• [TEXT FOR ANALYSIS]:

The Pharisee and the
Tax Collector, or, There but by the Grace of God go I !
We have all heard it. We have all said it. But like, “God
helps those who help themselves,” is it Biblical?
I don’t think so. As the Chicago Daily News’ Mike Royko
famously used to say, “I may be wrong, but I doubt it!”
The Pharisee is a best understood as a Doctor of the Law,
the “Law” being Torah, the first five books of the Bible: Genesis-Deuteronomy.
Today he might be a professor of Hebrew Scriptures/Old Testament, or a church
Canon Lawyer, or a Divinity School Theologian of some kind. At the time of
Jesus in this little parable, if you had questions regarding the living of
Torah, or what the Hindus might call living your dharma, you would go to your
local Pharisee for a consultation. Despite the negative and adversarial ways in
which New Testament scripture tends to portray them, these were good, respected
citizens dedicated to the study and practice of Israelite religion.
Tax Collectors, on the other hand, were considered, and
indeed were, collaborators with the much hated functionaries of the ironically
termed Pax Romana – a “pax” or peace enforced by repeated acts of brutality on
behalf of the Roman military against the citizens of any and all regions Rome
had conquered in the name of Caesar – whichever one that may be – aka “Caesar
is God.” Tax collectors in the Pax Romana were local citizens tasked with
getting money out of their fellow local citizens by any means – a certain
amount for Rome to feed its endless appetites for commodities and to sustain
the shock troops that kept the local populace under control, and any amount the
tax collector wanted to keep for oneself. The basic problem is that tax
collectors were the man next door whose money collecting system fed the troops
who meted out brutality daily against your other neighbors – crucifixion being
the primary means of “teaching the locals as lesson.” In modern day terms, he
is the equivalent of a Nazi collaborator, a Pol Pot collaborator, or any other
collaborator you might want to put in as a placeholder, keeping in mind this is
not a “chosen profession,” but one placed on his shoulders which, should he
refuse to do it, probably meant instant crucifixion on the side of the road as
a reminder to one and all that this is what happens to those who do not please
Caesar.
So, you have the tax collector, painted by Jesus with
heart-wrenching pathos, truly sorry that he has to be the means by which Rome
makes his fellow citizens suffer on a day-to-day basis, begging God for mercy –
mercy, which Kurt Vonnegut once said in a Palm Sunday Sermon, is the one good
idea we have been given so far; and the Pharisee, who is proclaiming the first
century ce equivalent of, “There but by the grace of God go I.”

• [REQUIRED ACTIONS]:
A. Answer these questions from the text on the Pharisee and the tax collector:
(i) What does the text say the "Law" refers to?
(ii) What does the text say Kurt Vonnegut called mercy?
(iii) Who is quoted as saying, "I may be wrong, but I doubt it!"?
B. Write a continuation of the text on the Pharisee and the tax collector, starting after its last sentence.
None of the data is needed to answer the tasks about this text.

• [SUPPLIED INFORMATION]:
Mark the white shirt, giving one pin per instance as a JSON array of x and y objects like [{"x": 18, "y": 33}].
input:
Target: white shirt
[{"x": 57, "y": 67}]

• [ANSWER SECTION]:
A.
(i) Torah, the first five books of the Bible: Genesis-Deuteronomy.
(ii) The one good idea we have been given so far.
(iii) Mike Royko of the Chicago Daily News.

B.
Which one best exemplifies what Biblical religion has in
mind?
Never missing the teachable moment, Jesus shocks his first
century listeners by holding up as an example to one and all the man whom
everyone despised – the tax collector. He is the kind of person Torah sets out
to make each and every one of us – a humble servant of the Lord who recognizes
his own failures and asks to be forgiven. Note, he does not justify what he is
doing, he does not defend it, he acknowledges and bewails (great word!) his
shortcomings and begs for the one good idea we have been given so far, mercy.
The rest we can figure out. Except perhaps the heart of the
lesson: to come away thinking ill of the Pharisee is to participate in just the
kind of thinking he represents in the parable – there but by the grace of God
go I. It’s a trap. Neatly set, and we willingly and eagerly spring it on
ourselves nearly every time. For you see, God wants us to be merciful just as
God promises to be merciful. We are to be merciful to the tax collector AND the
Pharisee. Hard work, to be sure, but it is necessary work if we are ever to
experience personally and collectively the emerging Kingdom of God that Jesus
is sent to promote. No one ever said loving our enemies would be easy.
I remember one day serving in a soup kitchen in Baltimore
many years ago. About a hundred or so homeless and nearly homeless people
passing through the serving line one at a time, each stopping to say thank you,
each looking tired but glad to have one hot meal on that day. A colleague of
mine, The Reverend William Rich, turned to me and said, “There by the grace of
God am I.” I hope and pray that I will never forget that moment.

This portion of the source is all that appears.